* [Work required] Write out every record below exactly as it appears, omitting the pictures.

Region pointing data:
:::::

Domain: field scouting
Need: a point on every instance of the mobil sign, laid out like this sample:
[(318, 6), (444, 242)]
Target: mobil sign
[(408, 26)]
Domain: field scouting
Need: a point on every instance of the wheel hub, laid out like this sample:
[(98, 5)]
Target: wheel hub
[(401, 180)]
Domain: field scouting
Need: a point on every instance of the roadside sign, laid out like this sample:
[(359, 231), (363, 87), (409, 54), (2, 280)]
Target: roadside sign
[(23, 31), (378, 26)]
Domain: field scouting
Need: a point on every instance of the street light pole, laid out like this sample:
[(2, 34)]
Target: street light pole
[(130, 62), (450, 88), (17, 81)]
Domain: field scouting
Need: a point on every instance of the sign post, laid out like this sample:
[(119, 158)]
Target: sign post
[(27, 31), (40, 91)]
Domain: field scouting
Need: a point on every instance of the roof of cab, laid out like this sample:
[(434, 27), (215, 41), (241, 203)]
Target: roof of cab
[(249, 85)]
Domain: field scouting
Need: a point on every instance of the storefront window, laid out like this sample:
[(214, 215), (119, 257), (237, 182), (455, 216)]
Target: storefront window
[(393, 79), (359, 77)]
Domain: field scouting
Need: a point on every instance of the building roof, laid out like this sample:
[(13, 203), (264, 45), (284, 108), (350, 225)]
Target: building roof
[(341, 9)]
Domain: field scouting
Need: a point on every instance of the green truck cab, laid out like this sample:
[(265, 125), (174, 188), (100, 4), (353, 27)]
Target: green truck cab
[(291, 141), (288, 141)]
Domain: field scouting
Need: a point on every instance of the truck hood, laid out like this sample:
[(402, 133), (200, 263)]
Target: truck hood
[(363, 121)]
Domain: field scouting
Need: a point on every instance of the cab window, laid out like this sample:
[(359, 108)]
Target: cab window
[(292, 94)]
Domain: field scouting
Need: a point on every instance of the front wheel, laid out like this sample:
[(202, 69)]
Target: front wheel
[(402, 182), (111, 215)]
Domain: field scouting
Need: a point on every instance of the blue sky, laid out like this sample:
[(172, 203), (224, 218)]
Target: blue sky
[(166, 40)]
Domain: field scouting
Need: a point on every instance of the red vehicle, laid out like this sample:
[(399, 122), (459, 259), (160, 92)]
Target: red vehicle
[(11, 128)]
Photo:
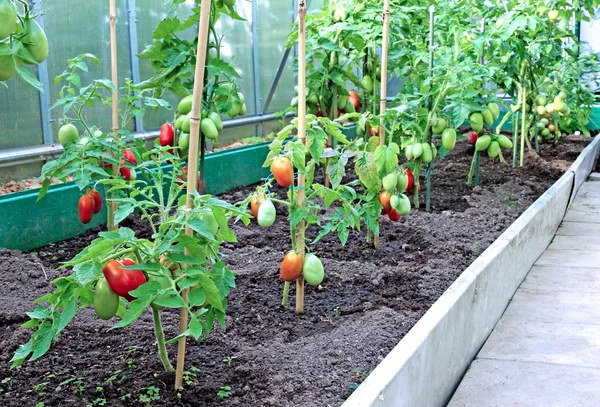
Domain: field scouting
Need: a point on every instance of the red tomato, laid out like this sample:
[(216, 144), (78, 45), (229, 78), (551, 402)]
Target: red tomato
[(282, 171), (354, 99), (97, 200), (123, 281), (167, 135), (129, 156), (411, 180), (291, 266), (384, 199), (473, 138), (394, 216), (86, 208)]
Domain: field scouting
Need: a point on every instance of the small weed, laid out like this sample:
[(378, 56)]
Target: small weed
[(190, 377), (229, 359), (125, 397), (152, 394), (224, 392), (39, 389)]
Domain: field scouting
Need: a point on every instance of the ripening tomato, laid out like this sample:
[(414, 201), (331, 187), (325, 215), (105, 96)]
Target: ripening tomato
[(97, 200), (128, 155), (123, 281), (394, 216), (354, 99), (291, 266), (167, 135), (374, 131), (282, 170), (384, 199), (473, 138), (255, 204), (86, 208)]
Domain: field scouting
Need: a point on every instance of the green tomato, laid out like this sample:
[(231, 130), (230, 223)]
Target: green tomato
[(390, 181), (402, 181), (67, 134), (35, 38), (483, 143), (417, 150), (313, 270), (208, 128), (266, 214), (449, 139), (403, 207), (8, 17), (185, 106), (106, 301)]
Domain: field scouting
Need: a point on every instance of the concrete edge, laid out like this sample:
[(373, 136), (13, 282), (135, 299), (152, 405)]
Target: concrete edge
[(427, 365), (584, 165)]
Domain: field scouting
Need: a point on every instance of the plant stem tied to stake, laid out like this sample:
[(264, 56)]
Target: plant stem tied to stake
[(383, 96), (112, 206), (302, 138), (193, 165)]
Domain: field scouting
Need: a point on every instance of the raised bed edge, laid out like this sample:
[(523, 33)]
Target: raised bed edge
[(427, 365)]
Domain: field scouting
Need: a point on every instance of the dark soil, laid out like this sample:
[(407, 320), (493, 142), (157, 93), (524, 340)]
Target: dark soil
[(367, 303)]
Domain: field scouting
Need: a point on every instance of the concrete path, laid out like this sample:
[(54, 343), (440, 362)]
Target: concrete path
[(545, 351)]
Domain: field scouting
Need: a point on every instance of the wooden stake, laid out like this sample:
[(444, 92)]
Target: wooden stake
[(112, 207), (302, 138), (383, 96), (193, 165)]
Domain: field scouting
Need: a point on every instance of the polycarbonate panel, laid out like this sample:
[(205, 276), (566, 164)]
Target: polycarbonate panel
[(149, 13), (20, 114), (237, 46), (75, 28)]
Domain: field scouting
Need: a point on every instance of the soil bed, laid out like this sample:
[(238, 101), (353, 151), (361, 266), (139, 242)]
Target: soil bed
[(368, 302)]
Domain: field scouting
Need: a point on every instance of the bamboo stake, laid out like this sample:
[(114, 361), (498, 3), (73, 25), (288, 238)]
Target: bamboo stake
[(302, 138), (193, 165), (383, 95), (430, 107), (112, 207)]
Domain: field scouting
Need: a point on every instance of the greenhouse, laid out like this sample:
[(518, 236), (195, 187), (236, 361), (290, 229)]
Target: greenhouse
[(299, 203)]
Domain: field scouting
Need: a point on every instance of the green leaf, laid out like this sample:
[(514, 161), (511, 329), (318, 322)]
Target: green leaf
[(211, 291), (67, 315), (173, 301), (195, 328)]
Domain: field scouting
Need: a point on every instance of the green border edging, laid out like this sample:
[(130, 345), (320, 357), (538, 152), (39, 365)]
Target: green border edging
[(28, 225)]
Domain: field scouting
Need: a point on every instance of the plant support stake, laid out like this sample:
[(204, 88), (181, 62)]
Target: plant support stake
[(193, 167), (112, 206), (383, 96), (302, 138), (428, 131)]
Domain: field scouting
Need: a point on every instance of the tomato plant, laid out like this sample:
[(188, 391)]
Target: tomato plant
[(119, 266), (22, 41)]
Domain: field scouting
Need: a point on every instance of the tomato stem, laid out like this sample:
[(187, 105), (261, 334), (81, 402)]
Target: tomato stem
[(286, 290), (160, 339)]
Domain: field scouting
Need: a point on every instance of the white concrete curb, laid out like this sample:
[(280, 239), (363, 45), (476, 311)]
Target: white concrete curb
[(584, 165), (429, 362)]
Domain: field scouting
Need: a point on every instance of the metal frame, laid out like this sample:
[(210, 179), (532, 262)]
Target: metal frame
[(134, 64), (49, 149), (46, 118)]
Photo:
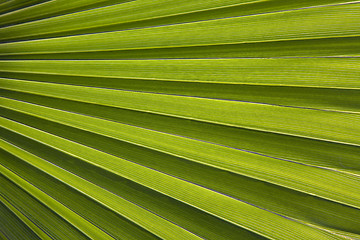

:::::

* [Result]
Domain: field scouting
Need: a point on every instance of the mobil sign, laid out like this sample:
[(318, 6), (444, 242)]
Target: mobil sign
[(408, 26)]
Domain: field scouting
Need: a point on every instance of the wheel hub, laid out like this sample:
[(98, 5)]
Target: wheel hub
[(401, 180)]
Domain: field scouting
Need: a point on every instance of the roadside sign, laid out like this sample:
[(359, 231), (363, 87), (409, 54), (2, 280)]
Target: roadside sign
[(23, 31), (378, 26)]
Domain: field scouting
Need: a point on every instance of the street light pole, laid out like this sample:
[(2, 34)]
Target: street light pole
[(130, 62), (450, 88), (17, 81)]
Domain: field scouting
Need: a point on every instance of the sign post, laid out like this sample:
[(119, 158)]
Target: sign post
[(27, 31), (40, 91)]
Domain: field scouting
Need: a point on every instance of the roof of cab, laid out like this sample:
[(434, 27), (215, 41), (241, 203)]
Target: roof of cab
[(249, 85)]
Domain: field scouting
Need: a point on every instance of the storefront window, laid out like this sample:
[(214, 215), (119, 257), (237, 182), (455, 216)]
Target: storefront window
[(393, 79), (359, 77)]
Domain: field scouting
Need: a point on every instance of the building roof, laid out like this sample:
[(13, 203), (264, 45), (284, 108), (350, 225)]
Target: building roof
[(341, 9)]
Domain: field scouting
Need: a point on every instance of the green truck cab, laid out like this sample:
[(265, 125), (174, 188), (100, 4), (353, 27)]
Target: green truck cab
[(291, 141), (288, 141)]
Domain: field scouting
Need: a point on every instance of the truck hood, laid out like this sample:
[(402, 133), (200, 263)]
Target: truck hood
[(363, 121)]
Domain: field scouting
Need: a point on every instance of the cab window, laid out like this sample:
[(359, 108)]
Target: cab window
[(292, 94)]
Domain: field scouting
Need: a point on every instance of the front wheel, laid out like this sample:
[(202, 69)]
Target: front wheel
[(402, 182), (111, 215)]
Domain: field scouting
Need: a point on every instance of the blue sky, laid out like this sample:
[(172, 203), (224, 218)]
Target: blue sky
[(166, 40)]
Domain: field scouting
Need: a point on every instance of the red vehicle, laid out like this sample:
[(399, 122), (459, 259), (160, 92)]
Target: red vehicle
[(11, 128)]
Photo:
Domain: field scouting
Need: a point on every instance of the red tomato, laid out like this sample:
[(216, 144), (78, 45), (229, 78), (551, 402)]
Target: red tomato
[(282, 171), (354, 99), (97, 200), (123, 281), (167, 135), (129, 156), (411, 180), (291, 266), (384, 199), (473, 138), (394, 216), (86, 208)]
Domain: field scouting
Need: a point on every instance of the small weed, laid out like this sample:
[(378, 56)]
Target: small weed
[(190, 377), (229, 359), (125, 397), (152, 394), (224, 392), (39, 389)]
Domain: field scouting
Need: a point on every instance of the ripening tomato, laid out like this sample:
[(414, 201), (331, 187), (325, 215), (105, 96)]
Target: ripening tomato
[(97, 200), (128, 155), (123, 281), (394, 216), (354, 99), (291, 266), (167, 135), (374, 131), (282, 170), (384, 199), (473, 138), (255, 204), (86, 208)]
Domain: field scouting
Need: a point on every instance of the green tomato, laid out like this sample:
[(231, 130), (230, 223)]
Target: green tomato
[(390, 181), (402, 181), (67, 134), (35, 38), (483, 143), (417, 150), (313, 270), (208, 128), (266, 214), (449, 139), (403, 207), (8, 17), (185, 106), (106, 301)]
Domain: field scouting
Need: a point on every instance of the concrete edge, laid out like this sample:
[(373, 136), (13, 282), (135, 299), (152, 405)]
Target: concrete edge
[(427, 365), (584, 165)]
Domain: field scouting
Need: a point on every instance of the plant stem tied to stake, laid out like this sample:
[(264, 56)]
Target: plant stem tied to stake
[(383, 96), (112, 206), (302, 138), (193, 165)]
Domain: field scouting
Need: a point on every instance of the raised bed edge, laid out like this sample:
[(523, 33)]
Target: raised bed edge
[(427, 365)]
Domain: field scouting
Need: a point on every instance of the dark soil, laid out like this sample:
[(407, 320), (493, 142), (157, 93), (524, 340)]
Target: dark soil
[(367, 303)]
Domain: field scouting
Need: a point on every instance of the concrete path, laid out like this sample:
[(54, 343), (440, 362)]
Target: concrete path
[(545, 351)]
Domain: field scouting
Need: a point on every instance of the wooden stake, laid out like this sample:
[(444, 92)]
Target: wooden stake
[(112, 207), (302, 138), (383, 96), (193, 165)]
Domain: field scouting
Need: a point on every instance of the polycarbonate panel, laid out like this sample:
[(205, 276), (566, 164)]
Target: polycarbonate panel
[(149, 13), (20, 114), (237, 46), (75, 28)]
Domain: field scouting
Need: a point on every instance of the soil bed, laid out like this sample:
[(238, 101), (353, 151), (361, 266), (139, 242)]
Target: soil bed
[(368, 302)]
Domain: field scouting
Need: a point on every instance of the bamboo stake, laid out like this sample:
[(114, 361), (498, 3), (73, 25), (288, 238)]
Target: bamboo stake
[(302, 138), (193, 165), (383, 95), (430, 107), (112, 207)]
Domain: field scouting
Need: a point on every instance of the greenhouse, laid out like this sample:
[(518, 236), (195, 187), (236, 361), (290, 229)]
Target: greenhouse
[(299, 203)]
Domain: field scouting
Need: a point on every instance of the green leaf, laid out like this sample:
[(514, 161), (511, 329), (318, 322)]
Target: green leaf
[(211, 291), (67, 315), (173, 301), (195, 328)]
Domain: field scouting
Need: a point on every instance of the green border edging, laid out like this sample:
[(130, 345), (320, 357), (538, 152), (39, 365)]
Target: green border edging
[(28, 225)]
Domain: field scouting
Need: a point on every instance of the plant support stake, laid out like this sample:
[(204, 88), (181, 62)]
Target: plant support stake
[(193, 167), (112, 206), (383, 96), (302, 138), (428, 131)]
Domain: field scouting
Need: a point on every instance of the tomato plant, laid out like this sample:
[(188, 391)]
Target: tomato plant
[(119, 266), (22, 41)]
Domain: field scouting
Need: a point on every instance of the tomato stem, laid out like this sample:
[(187, 105), (261, 334), (81, 402)]
Target: tomato stem
[(286, 290), (160, 339)]
Domain: field scouting
Need: a point on every instance of the white concrete curb, laid out like this sample:
[(280, 239), (363, 45), (476, 311)]
Target: white concrete curb
[(584, 165), (429, 362)]
Domain: field scouting
Need: a point on every instance of the metal frame, laid out like this sample:
[(210, 179), (532, 262)]
Target: metal frame
[(134, 64), (49, 149), (46, 118)]
Photo:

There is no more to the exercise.